-- start Source --

# Researching User Spotify Data
The purpose of this notebook is to explore the data and create the algorithms that will be used in the django views.

### To-Do
- ~Along with the top tracks, a user's saved/liked tracks should be analyzed.~

- ~Liked tracks should be considered in the algo.~ When a top track matches with a saved track, it should carry more weight--create a metric for this -- idk how, just think about it in the future.
    - 1+ for each time an a track/artist appears, divided by 100
        - Also consider how many times a track shows up in their playlists; it should influence the weight metric. Consider this for artists as well to add more weight to the genres.
        - Also consider their followed artists and playlists.

- ~Modify the amount of top tracks. There needs to be a while loop that increases the offset by 50 (limit)--offset += limit. there needs to be a condition at the end of the loop that checks if 'next' is in the resopnse key. If the key is None, then that means there are no more artists/tracks, and the loop should break.~

In [1]:
import spotipy
from spotipy.oauth2 import SpotifyOAuth
import pandas as pd
import plotly.express as px
from time import sleep
import json

In [2]:
with open('config.json', 'r') as f:
    config = json.load(f)

In [3]:
sp = spotipy.Spotify(auth_manager=SpotifyOAuth(client_id=config['OAuth']['client_id'],
                                               client_secret=config['OAuth']['client_secret'],
                                               redirect_uri='http://localhost/',
                                               scope='user-library-read user-read-playback-state user-read-currently-playing user-top-read'))

-- end Source --

(Task set)
a) According to the Spotify data notebook, by how much should the offset grow on each pass of the while loop?
b) In the Spotify data notebook, why should the loop stop once the 'next' key in the response is None?

-- start Extracted data --

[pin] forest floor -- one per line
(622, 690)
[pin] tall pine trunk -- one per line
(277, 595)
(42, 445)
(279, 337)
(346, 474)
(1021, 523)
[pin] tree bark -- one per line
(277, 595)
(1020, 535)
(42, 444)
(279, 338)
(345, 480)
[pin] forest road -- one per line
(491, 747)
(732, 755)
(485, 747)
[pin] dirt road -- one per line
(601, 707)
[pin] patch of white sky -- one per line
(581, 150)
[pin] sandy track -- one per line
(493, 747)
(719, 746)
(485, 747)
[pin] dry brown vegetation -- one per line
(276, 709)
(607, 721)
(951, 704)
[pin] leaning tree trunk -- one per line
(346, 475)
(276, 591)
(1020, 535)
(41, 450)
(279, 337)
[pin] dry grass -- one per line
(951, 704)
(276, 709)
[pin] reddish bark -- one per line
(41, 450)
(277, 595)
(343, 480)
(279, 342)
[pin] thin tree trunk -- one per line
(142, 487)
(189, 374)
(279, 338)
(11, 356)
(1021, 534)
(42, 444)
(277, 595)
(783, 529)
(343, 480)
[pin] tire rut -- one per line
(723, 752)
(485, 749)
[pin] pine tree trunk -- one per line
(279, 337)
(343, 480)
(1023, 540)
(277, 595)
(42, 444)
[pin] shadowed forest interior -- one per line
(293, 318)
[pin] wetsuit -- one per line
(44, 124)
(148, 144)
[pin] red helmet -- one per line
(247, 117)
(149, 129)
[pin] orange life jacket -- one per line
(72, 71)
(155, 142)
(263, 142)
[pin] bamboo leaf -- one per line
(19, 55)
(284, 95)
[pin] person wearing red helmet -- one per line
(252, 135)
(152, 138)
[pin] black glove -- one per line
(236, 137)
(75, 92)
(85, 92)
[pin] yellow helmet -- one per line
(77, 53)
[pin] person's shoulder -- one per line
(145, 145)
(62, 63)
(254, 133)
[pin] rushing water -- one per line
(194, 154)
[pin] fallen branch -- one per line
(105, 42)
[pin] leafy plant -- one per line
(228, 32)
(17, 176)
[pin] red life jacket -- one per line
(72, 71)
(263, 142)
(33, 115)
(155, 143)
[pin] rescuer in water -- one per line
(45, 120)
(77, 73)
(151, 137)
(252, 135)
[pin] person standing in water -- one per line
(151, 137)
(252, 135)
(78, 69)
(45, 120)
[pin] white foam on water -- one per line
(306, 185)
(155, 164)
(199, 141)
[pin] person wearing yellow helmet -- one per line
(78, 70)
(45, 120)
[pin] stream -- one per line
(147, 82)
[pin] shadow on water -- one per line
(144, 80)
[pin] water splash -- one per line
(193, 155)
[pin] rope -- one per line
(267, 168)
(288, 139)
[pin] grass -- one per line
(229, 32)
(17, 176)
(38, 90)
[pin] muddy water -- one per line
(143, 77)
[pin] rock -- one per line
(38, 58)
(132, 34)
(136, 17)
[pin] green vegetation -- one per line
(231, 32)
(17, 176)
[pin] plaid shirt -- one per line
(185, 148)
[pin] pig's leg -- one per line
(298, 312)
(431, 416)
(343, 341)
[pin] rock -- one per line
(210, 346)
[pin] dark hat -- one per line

-- end Extracted data --

(Answers to the tasks)
a) By 50, the limit.

b) A None value for 'next' means there are no more artists or tracks to fetch, so the loop should break.